**Problem to work on:** Begin at the line that contains "the white projection" and repeat every line from there to the end of the records below, inclusive, without adding any other line.

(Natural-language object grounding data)
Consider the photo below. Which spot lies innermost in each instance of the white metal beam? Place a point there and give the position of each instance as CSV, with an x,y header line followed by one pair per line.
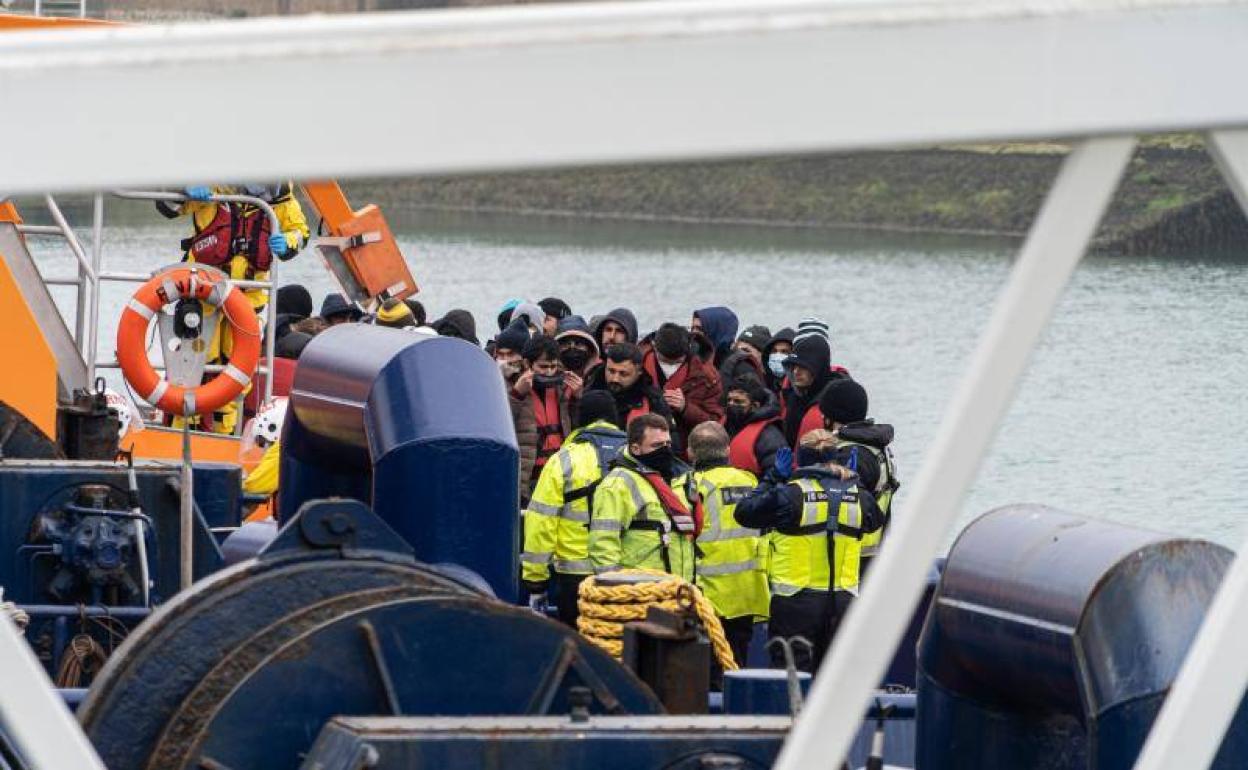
x,y
33,714
542,86
1206,695
865,642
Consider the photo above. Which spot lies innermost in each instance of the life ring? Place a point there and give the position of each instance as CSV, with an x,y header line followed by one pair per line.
x,y
170,286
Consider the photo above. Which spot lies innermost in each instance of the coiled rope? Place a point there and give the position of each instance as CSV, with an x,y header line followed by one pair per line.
x,y
604,609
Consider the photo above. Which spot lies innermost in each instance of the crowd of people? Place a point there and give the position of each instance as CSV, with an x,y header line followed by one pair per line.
x,y
743,462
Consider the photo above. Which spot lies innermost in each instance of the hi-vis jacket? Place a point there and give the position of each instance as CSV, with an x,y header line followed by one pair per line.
x,y
811,550
557,519
731,559
632,528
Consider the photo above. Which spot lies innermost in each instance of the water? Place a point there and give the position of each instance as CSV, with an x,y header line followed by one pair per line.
x,y
1132,408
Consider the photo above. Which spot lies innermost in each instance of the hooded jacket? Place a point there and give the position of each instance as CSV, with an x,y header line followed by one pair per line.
x,y
719,325
770,439
700,386
811,353
771,380
620,315
457,323
865,432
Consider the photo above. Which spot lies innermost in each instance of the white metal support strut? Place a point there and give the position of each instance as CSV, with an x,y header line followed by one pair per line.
x,y
33,714
1204,696
864,645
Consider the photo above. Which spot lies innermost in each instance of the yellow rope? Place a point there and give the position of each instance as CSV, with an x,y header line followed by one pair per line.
x,y
604,609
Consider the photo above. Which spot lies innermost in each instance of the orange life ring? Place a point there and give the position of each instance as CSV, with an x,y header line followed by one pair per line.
x,y
170,286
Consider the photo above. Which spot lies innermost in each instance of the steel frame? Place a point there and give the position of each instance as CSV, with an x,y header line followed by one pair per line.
x,y
462,91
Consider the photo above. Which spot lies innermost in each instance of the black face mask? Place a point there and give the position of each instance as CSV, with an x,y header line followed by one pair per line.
x,y
573,358
547,381
660,459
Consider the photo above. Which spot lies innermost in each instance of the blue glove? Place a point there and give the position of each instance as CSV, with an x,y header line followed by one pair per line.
x,y
783,464
277,245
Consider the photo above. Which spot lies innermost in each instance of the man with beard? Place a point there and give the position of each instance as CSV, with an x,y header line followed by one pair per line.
x,y
508,353
753,419
634,393
639,519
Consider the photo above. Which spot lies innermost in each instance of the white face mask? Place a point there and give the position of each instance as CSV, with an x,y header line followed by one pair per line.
x,y
775,362
669,368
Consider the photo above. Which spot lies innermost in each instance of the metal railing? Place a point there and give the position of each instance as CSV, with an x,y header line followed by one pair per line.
x,y
91,275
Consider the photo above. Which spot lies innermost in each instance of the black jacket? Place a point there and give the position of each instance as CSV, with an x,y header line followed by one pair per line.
x,y
770,439
778,507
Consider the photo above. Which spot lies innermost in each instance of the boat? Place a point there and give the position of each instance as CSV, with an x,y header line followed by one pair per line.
x,y
377,627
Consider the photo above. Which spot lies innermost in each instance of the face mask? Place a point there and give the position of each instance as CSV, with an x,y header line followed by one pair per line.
x,y
775,363
660,459
508,368
573,358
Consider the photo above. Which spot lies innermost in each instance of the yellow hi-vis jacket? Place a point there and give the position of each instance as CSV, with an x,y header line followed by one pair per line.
x,y
630,528
799,557
731,559
557,519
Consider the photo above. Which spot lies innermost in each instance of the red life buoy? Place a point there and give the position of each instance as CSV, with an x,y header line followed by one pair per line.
x,y
209,287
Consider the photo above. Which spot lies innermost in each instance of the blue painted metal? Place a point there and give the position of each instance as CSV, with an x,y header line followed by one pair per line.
x,y
419,428
612,743
1053,640
760,690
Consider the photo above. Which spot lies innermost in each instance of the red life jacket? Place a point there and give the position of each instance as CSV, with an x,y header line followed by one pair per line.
x,y
235,230
683,521
740,452
674,382
546,413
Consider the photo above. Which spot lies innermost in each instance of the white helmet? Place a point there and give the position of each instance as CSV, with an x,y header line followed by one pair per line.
x,y
126,412
267,427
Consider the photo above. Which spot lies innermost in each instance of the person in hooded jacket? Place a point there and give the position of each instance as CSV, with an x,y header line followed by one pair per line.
x,y
809,371
615,327
753,421
689,385
457,323
746,356
508,355
776,350
861,447
718,325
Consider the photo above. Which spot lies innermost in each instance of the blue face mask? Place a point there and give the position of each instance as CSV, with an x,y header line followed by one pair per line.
x,y
775,363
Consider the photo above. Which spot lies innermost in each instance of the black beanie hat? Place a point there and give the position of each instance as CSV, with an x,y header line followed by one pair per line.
x,y
672,341
844,401
594,406
514,337
554,306
756,336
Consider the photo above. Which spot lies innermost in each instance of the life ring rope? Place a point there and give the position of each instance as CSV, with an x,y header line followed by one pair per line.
x,y
184,283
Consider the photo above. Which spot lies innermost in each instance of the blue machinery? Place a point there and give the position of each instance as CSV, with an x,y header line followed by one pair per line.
x,y
377,628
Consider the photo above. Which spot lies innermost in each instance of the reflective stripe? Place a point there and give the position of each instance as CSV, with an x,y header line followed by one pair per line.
x,y
728,569
728,534
542,508
235,373
580,517
157,392
142,310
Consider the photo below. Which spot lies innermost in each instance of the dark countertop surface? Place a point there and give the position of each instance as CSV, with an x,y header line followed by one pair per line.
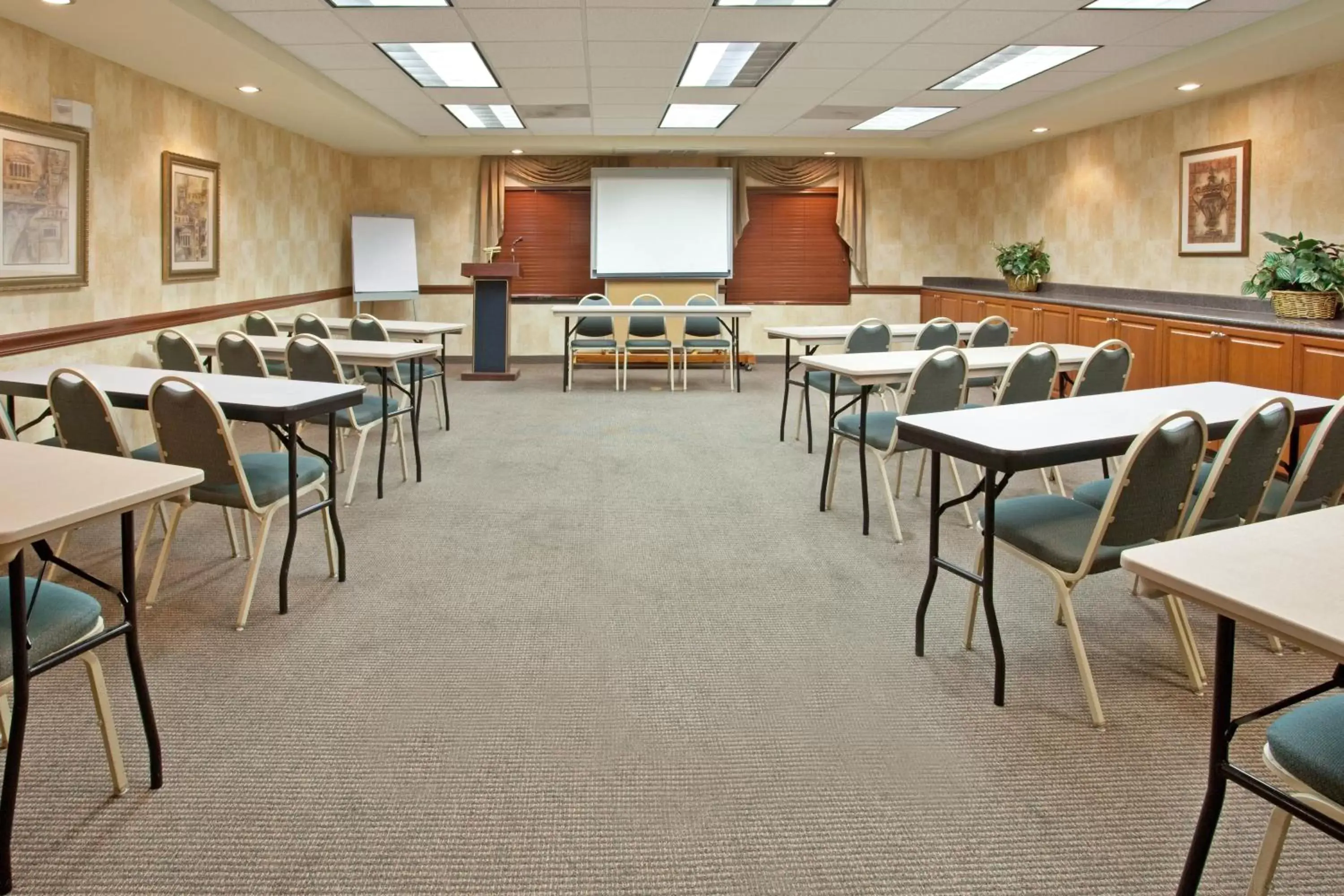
x,y
1205,308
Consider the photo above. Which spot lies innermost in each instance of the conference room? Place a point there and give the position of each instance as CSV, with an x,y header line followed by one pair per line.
x,y
672,447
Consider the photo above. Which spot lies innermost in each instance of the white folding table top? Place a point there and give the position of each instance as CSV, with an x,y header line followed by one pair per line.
x,y
349,351
1094,426
1281,577
636,311
49,489
878,369
836,334
394,328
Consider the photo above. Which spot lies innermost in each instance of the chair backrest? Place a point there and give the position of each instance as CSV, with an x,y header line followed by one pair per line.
x,y
193,432
240,357
936,334
1319,477
990,334
82,413
648,327
1031,377
1154,485
705,327
177,353
939,383
311,324
869,335
1244,466
260,324
594,327
1107,370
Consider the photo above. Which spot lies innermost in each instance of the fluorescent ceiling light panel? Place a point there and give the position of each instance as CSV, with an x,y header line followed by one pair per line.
x,y
1010,66
697,115
902,117
491,117
1144,4
441,65
732,65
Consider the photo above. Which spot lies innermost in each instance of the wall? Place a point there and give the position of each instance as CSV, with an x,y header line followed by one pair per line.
x,y
1107,199
284,199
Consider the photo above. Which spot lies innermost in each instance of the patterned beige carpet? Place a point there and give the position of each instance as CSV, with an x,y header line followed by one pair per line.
x,y
611,646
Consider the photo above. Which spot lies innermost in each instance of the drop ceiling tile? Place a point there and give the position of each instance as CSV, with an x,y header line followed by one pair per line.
x,y
615,54
644,25
629,95
300,27
1194,27
768,23
664,78
811,54
404,26
513,78
990,26
547,96
525,25
342,56
875,26
530,54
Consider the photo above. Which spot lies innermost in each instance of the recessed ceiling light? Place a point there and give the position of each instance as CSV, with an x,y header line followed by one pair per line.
x,y
441,65
492,116
902,117
697,115
1011,65
732,65
1144,4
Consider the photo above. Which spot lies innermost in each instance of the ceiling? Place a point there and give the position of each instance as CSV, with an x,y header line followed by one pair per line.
x,y
620,60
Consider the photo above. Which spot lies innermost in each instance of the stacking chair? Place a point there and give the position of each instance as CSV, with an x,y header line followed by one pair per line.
x,y
311,359
594,336
869,335
1070,540
61,617
193,432
177,353
1303,749
705,335
648,335
366,327
937,385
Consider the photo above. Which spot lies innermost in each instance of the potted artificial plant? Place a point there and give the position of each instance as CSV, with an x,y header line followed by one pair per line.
x,y
1304,279
1023,265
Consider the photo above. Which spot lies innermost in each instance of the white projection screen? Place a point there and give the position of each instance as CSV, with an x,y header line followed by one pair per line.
x,y
662,222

**Response area:**
Consider the photo above. Which spot lies innermost in each instance of the white projection screen? Place a point there and give the position of each instance as CSV, with an x,y header line followed by one pair per line.
x,y
662,222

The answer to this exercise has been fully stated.